- EXERCISE PROMPT: Starting at the first line of the material and stopping after the line that contains "[(241, 103)]", copy out every line, including the requests. Scale each coordinate in the answers by 0.2, rounding to whole numbers with halves going up.

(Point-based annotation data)
--*--

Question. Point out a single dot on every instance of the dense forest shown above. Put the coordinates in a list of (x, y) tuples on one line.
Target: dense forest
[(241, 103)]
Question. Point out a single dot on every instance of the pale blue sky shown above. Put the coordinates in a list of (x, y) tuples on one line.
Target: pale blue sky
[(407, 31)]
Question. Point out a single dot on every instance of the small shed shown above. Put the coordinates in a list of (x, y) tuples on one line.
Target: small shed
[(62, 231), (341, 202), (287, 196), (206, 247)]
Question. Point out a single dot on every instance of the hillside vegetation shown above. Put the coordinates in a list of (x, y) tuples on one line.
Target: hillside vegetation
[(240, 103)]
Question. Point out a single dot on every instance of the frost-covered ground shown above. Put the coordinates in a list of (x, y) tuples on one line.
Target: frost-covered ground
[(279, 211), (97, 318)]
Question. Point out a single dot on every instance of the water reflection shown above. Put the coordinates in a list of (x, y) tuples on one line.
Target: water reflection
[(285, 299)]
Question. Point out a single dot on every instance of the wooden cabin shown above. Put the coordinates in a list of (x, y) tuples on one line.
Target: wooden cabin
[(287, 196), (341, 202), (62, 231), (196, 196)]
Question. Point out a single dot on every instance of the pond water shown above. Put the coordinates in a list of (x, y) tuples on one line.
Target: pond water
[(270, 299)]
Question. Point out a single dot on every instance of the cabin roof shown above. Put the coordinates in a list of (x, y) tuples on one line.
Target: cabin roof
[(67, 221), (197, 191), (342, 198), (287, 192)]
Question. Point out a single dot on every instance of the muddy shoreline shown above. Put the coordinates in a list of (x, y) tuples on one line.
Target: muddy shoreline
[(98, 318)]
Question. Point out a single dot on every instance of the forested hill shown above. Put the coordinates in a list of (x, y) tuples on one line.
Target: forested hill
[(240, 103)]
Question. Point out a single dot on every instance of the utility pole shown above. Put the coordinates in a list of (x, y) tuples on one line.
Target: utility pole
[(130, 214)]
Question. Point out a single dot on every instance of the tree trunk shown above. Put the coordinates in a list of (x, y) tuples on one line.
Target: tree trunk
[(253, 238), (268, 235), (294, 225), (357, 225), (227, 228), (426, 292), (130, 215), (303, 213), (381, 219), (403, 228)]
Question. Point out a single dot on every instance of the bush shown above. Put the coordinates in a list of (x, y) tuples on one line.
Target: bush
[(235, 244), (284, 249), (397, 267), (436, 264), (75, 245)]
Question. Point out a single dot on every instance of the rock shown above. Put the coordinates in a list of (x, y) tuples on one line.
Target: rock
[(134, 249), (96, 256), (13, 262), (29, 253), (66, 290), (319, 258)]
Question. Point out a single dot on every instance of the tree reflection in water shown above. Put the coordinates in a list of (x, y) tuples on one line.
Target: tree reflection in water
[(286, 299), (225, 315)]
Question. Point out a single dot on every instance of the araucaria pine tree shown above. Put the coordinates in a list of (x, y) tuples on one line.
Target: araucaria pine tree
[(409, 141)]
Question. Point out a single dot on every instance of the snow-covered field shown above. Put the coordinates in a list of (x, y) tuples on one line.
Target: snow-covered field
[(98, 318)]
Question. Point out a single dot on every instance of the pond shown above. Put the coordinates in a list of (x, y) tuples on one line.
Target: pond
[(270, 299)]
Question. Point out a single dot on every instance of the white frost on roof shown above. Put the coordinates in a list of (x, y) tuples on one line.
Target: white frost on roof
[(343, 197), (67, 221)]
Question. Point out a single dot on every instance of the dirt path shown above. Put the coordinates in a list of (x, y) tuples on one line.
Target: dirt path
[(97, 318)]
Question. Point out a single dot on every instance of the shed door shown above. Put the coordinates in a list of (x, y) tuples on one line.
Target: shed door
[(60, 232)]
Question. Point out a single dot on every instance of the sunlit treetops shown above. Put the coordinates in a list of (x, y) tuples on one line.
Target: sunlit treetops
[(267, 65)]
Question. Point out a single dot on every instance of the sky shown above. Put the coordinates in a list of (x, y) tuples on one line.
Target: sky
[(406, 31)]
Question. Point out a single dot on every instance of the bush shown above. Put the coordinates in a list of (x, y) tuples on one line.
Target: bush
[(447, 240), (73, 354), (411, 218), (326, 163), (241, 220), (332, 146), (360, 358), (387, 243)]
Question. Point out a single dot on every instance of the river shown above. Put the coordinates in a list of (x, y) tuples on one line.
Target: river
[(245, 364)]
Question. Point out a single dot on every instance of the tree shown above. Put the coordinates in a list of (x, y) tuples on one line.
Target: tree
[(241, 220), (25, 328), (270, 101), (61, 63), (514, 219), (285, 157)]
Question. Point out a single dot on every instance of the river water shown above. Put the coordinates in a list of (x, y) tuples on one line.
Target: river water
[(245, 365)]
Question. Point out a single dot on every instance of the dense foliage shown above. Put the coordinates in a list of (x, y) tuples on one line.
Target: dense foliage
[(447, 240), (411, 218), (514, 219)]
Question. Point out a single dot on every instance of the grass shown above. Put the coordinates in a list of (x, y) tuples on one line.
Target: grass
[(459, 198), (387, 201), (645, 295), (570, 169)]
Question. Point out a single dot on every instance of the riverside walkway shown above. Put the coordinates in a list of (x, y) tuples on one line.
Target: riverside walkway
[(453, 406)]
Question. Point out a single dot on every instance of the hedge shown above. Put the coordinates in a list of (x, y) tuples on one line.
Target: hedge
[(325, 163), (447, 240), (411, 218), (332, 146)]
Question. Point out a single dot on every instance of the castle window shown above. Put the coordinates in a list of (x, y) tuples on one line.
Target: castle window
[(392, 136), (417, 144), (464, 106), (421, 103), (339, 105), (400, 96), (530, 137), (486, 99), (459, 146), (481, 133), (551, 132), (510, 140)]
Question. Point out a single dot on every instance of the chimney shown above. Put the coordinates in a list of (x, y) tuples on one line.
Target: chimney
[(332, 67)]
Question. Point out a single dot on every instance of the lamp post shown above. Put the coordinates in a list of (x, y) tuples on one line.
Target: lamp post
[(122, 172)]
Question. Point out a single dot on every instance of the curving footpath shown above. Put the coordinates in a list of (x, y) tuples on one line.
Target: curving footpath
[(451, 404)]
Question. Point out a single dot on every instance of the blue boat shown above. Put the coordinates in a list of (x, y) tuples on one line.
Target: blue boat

--*--

- TASK RESULT:
Question. Point out a single dot on every instance of the dense forest shown above. Put the coordinates in a list of (x, y) tuples on one line.
Target: dense forest
[(48, 21)]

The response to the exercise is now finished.